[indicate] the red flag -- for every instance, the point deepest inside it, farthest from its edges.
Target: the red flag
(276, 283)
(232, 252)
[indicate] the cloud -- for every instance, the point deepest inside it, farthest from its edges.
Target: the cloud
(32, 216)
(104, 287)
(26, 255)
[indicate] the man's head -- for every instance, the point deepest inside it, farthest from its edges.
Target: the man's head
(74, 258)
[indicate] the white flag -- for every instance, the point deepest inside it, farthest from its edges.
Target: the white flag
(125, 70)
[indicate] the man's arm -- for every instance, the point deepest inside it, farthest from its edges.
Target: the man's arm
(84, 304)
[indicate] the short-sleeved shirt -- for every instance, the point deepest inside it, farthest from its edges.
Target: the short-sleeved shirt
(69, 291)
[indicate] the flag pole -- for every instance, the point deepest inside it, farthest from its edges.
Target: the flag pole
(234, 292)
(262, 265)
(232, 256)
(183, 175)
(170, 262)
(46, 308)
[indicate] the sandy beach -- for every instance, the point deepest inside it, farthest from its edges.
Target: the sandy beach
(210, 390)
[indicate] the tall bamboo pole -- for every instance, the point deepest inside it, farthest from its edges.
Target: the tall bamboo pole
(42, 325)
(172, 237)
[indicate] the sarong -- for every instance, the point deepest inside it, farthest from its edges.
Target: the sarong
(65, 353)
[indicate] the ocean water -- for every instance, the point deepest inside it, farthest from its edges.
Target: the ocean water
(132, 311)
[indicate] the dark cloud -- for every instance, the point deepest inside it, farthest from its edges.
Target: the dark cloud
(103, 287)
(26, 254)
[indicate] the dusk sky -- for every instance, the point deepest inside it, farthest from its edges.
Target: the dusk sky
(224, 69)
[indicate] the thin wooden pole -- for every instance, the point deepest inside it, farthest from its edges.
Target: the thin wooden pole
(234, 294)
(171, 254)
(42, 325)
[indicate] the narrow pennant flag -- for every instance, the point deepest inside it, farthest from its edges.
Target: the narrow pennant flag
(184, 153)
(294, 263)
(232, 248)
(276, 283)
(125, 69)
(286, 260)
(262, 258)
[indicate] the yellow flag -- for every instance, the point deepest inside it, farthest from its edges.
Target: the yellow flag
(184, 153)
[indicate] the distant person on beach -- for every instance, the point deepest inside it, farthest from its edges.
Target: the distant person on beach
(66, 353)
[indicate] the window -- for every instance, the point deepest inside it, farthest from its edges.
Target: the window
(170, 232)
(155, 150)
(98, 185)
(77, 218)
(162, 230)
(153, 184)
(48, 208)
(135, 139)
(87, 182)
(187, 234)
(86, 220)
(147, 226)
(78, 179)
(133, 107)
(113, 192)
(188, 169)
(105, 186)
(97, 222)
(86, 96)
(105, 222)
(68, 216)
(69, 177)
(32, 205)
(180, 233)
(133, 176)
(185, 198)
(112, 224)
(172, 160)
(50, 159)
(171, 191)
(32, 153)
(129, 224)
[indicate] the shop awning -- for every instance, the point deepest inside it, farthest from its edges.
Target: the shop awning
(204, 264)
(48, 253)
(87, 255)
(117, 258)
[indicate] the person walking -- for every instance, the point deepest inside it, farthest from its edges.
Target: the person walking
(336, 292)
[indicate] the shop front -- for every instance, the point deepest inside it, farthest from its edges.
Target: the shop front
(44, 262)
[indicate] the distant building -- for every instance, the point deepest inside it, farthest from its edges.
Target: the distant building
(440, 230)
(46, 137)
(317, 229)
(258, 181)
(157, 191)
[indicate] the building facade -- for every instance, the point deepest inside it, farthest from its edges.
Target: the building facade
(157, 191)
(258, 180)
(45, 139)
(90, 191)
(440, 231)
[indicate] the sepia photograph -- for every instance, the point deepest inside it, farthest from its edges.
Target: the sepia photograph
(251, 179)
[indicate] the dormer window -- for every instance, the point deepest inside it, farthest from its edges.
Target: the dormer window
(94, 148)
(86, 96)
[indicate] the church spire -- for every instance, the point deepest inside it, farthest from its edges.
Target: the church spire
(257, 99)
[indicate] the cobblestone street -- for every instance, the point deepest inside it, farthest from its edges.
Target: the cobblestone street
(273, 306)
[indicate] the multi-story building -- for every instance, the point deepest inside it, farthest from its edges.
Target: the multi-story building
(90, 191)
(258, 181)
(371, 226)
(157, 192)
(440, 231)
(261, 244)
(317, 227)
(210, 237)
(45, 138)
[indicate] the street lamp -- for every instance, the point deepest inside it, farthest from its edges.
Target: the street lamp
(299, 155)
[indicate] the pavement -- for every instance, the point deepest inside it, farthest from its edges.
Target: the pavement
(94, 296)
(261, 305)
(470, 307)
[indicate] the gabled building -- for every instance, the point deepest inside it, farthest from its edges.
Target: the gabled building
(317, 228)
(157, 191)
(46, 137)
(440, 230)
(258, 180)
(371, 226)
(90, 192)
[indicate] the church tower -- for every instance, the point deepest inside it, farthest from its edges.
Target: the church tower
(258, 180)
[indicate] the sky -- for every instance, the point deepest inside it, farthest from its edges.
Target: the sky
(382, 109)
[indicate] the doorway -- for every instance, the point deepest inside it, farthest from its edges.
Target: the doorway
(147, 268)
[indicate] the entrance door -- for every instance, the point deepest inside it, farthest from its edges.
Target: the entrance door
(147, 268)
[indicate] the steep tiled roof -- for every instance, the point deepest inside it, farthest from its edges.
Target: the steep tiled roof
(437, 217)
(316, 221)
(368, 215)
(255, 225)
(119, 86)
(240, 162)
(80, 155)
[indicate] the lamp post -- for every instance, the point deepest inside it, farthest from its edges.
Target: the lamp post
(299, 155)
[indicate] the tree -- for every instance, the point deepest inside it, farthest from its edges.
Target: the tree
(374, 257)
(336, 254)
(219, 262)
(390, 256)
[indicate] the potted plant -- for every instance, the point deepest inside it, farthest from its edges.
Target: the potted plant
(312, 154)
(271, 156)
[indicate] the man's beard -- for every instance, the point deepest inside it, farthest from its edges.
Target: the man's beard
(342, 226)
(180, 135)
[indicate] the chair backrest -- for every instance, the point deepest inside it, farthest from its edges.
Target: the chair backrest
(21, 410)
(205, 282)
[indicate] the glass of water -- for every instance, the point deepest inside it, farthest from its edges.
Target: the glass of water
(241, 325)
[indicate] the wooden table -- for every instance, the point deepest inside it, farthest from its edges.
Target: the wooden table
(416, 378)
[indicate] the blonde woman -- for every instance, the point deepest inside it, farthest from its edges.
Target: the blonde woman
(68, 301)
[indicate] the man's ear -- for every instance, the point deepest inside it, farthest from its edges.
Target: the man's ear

_The exercise:_ Rewrite all of the items above, changing every occurrence of "farthest from its edges" to "most distant from its boundary" and leaving everything else as it is.

_Written answer:_
[indicate] the red flag -- for every instance, the point deepest inside it, most distant from its boundary.
Target: the red flag
(276, 283)
(232, 252)
[indicate] the cloud -- for every instance, the point deepest inside it, most distant from its boundary.
Target: the cloud
(32, 216)
(104, 287)
(26, 255)
[indicate] the man's head -- for every instance, the point deepest inside it, most distant from its boundary.
Target: the man's head
(74, 258)
[indicate] the white flag -- for every instance, the point deepest inside it, most distant from its boundary.
Target: the white flag
(125, 70)
[indicate] the man's arm -- for every instance, the point deepest inside it, most distant from its boundary.
Target: the man's arm
(84, 304)
[indicate] the short-sleeved shirt -- for every instance, the point deepest inside it, most distant from its boundary.
Target: the short-sleeved shirt
(69, 291)
[indicate] the flag pole -- for every instance, the point deepest inside it, most distant from its boundary.
Target: the flag pole
(234, 292)
(262, 265)
(232, 256)
(183, 175)
(170, 262)
(46, 308)
[indicate] the sandy beach -- for every instance, the point deepest inside it, most distant from its boundary.
Target: the sandy beach
(210, 390)
[indicate] the tall bamboo pole -- for every instance, the point deepest inside it, most distant from its boundary.
Target: the tall bamboo pole
(42, 325)
(172, 237)
[indicate] the sarong -- for every instance, the point deepest inside it, most distant from its boundary.
Target: the sarong
(65, 353)
[indicate] the ocean water -- for every instance, the point deepest inside it, most distant from its boundary.
Target: the ocean water
(132, 311)
[indicate] the dark cloud -- for every instance, the point deepest inside it, most distant from its boundary.
Target: the dark cloud
(103, 287)
(26, 254)
[indicate] the dusk sky -- for every instance, the point deepest inside it, most distant from its boundary.
Target: the dusk sky
(224, 69)
[indicate] the thin wooden pole -- for every instance, the point deepest inside it, most distant from its boundary.
Target: the thin wooden pole
(234, 294)
(171, 254)
(42, 325)
[indicate] the narrow pennant flag -- for every instance, the point deepest inside it, most distant from its boundary.
Target: the narrow pennant flag
(184, 153)
(294, 263)
(232, 248)
(276, 283)
(125, 69)
(286, 260)
(262, 258)
[indicate] the yellow flag -- for every instance, the point deepest inside it, most distant from its boundary.
Target: the yellow flag
(184, 153)
[indicate] the distant person on beach -- for every instance, the point deepest inside it, most distant from its boundary.
Target: the distant person on beach
(66, 353)
[indicate] the window -- for every instance, the point deepest inside it, most distant from its boundary.
Target: the window
(170, 232)
(155, 150)
(98, 185)
(77, 218)
(162, 230)
(153, 184)
(48, 208)
(135, 139)
(87, 182)
(187, 234)
(86, 220)
(147, 226)
(78, 179)
(133, 107)
(113, 192)
(188, 169)
(105, 186)
(97, 222)
(86, 96)
(105, 222)
(68, 216)
(69, 177)
(32, 205)
(180, 233)
(133, 176)
(185, 198)
(112, 224)
(172, 160)
(50, 159)
(171, 191)
(32, 153)
(129, 224)
[indicate] the shop awning -- for every instance, the point deepest inside it, most distant from its boundary.
Target: the shop awning
(204, 264)
(48, 253)
(87, 255)
(117, 258)
[indicate] the person walking -- for every instance, the point deepest inside it, most distant from its boundary.
Target: the person walking
(336, 292)
[indicate] the shop front -- for every instance, the point deepest inside it, most distant from its boundary.
Target: the shop front
(44, 262)
[indicate] the distant building -- for every instance, the point deepest inside it, most distant from its boundary.
Target: the distant building
(440, 230)
(46, 137)
(317, 229)
(258, 181)
(157, 191)
[indicate] the building facade -- for every instance, the point deepest inside it, most distant from its boundary.
Target: the building facade
(157, 191)
(258, 180)
(45, 139)
(90, 191)
(440, 231)
[indicate] the sepia photograph -- for every instance, the point deepest inside it, most distant from its boundary.
Target: the sepia photograph
(251, 179)
[indicate] the dormer window -- for every instance, the point deepest inside it, most distant from its boundary.
Target: the dormer window
(94, 148)
(86, 96)
[indicate] the church spire -- for every instance, the point deepest inside it, most distant from its boundary.
Target: the church spire
(257, 99)
[indicate] the cobblestone street -- for every instance, the point deepest inside it, most distant from its boundary.
Target: the cobblestone street
(273, 306)
[indicate] the multi-story building -- for every instance, the point deepest inside it, most distant from its boundary.
Target: the multi-story building
(90, 191)
(258, 181)
(371, 226)
(157, 192)
(440, 231)
(261, 244)
(317, 227)
(210, 237)
(45, 138)
[indicate] the street lamp -- for every instance, the point deepest inside it, most distant from its boundary.
Target: the street lamp
(299, 155)
[indicate] the pavement -- for every instance, the point deepest inside it, most distant from its boundary.
Target: the pavement
(94, 296)
(261, 305)
(470, 307)
[indicate] the gabled building -- for every instance, the point deepest inside it, most distant from its boundary.
Target: the gabled building
(317, 228)
(157, 191)
(46, 137)
(440, 230)
(258, 180)
(371, 226)
(90, 192)
[indicate] the church tower -- for every instance, the point deepest inside it, most distant from its boundary.
Target: the church tower
(258, 180)
[indicate] the sky -- for every instance, the point deepest inside it, most distant from its boundary.
Target: the sky
(382, 109)
[indicate] the doorway -- for every instance, the point deepest inside it, most distant from its boundary.
Target: the doorway
(147, 268)
[indicate] the entrance door -- for every instance, the point deepest inside it, most distant from its boundary.
Target: the entrance door
(147, 268)
[indicate] the steep tiled roof -- for every instance, the point deepest inside it, most distant from its boundary.
Target: the steep tiled roof
(437, 217)
(316, 221)
(368, 215)
(255, 225)
(119, 86)
(240, 162)
(80, 155)
[indicate] the lamp post -- for every instance, the point deepest inside it, most distant from its boundary.
Target: the lamp post
(299, 155)
[indicate] the tree -- for every instance, the point deepest inside it, most distant from its boundary.
Target: the tree
(374, 257)
(336, 254)
(219, 262)
(390, 256)
[indicate] the potted plant -- for every instance, the point deepest inside it, most distant from its boundary.
Target: the potted plant
(312, 154)
(271, 156)
[indicate] the man's beard -- for every instance, the point deepest inside it, most distant from its boundary.
Target: the man's beard
(342, 226)
(180, 135)
[indicate] the chair backrest -- for every instance, the point deepest inside it, most distant from its boundary.
Target: the chair backrest
(21, 410)
(205, 282)
[indicate] the glass of water -- for every instance, the point deepest inside it, most distant from its boundary.
Target: the glass of water
(241, 325)
[indicate] the wooden table -- for every instance, the point deepest inside it, most distant from its boundary.
Target: the wooden table
(416, 378)
[indicate] the blonde woman -- for every instance, the point deepest inside it, most distant from its boundary.
Target: the blonde woman
(68, 301)
[indicate] the man's ear -- for every instance, the point deepest inside it, most distant from its boundary.
Target: the man's ear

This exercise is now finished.